### Stored data entries
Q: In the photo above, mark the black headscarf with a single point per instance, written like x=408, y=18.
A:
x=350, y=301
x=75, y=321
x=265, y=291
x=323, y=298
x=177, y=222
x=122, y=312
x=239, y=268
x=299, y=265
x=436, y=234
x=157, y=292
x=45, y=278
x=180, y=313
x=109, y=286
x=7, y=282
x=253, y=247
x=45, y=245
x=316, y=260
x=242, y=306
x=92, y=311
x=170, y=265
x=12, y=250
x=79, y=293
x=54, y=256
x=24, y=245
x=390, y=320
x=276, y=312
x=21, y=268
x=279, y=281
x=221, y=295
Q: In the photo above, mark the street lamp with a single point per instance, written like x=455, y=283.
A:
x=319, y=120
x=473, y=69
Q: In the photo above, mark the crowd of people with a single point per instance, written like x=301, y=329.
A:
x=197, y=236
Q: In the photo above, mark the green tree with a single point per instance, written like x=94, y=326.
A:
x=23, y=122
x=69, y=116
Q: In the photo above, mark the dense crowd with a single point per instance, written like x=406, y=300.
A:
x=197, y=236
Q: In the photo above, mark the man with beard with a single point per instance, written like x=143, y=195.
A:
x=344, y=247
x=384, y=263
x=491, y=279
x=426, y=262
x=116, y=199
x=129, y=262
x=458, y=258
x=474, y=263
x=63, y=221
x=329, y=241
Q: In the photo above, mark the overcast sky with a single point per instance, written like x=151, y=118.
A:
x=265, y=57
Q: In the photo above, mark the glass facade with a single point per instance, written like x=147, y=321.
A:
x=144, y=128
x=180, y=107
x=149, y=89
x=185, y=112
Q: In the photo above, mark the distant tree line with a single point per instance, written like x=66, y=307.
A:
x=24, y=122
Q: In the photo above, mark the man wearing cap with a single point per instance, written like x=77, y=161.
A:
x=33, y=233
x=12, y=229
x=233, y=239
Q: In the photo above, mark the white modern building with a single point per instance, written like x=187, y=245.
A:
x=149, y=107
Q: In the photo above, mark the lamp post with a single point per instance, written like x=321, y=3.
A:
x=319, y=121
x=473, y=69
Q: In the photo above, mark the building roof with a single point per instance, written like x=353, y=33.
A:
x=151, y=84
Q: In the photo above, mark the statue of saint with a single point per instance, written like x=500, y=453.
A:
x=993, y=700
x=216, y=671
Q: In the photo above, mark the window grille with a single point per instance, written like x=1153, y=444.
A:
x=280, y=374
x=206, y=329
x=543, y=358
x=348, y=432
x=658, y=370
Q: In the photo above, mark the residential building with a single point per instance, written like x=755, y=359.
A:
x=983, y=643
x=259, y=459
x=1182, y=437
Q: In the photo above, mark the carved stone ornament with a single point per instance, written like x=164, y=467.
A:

### Work instruction
In the records above, find each line that mentions the word "crowd", and copy it.

### Response for this exercise
Q: In the photo above, mark the crowd of people with a single point per instance, written like x=301, y=329.
Q: In the photo above, mark the dense crowd with a single point per instance, written like x=406, y=300.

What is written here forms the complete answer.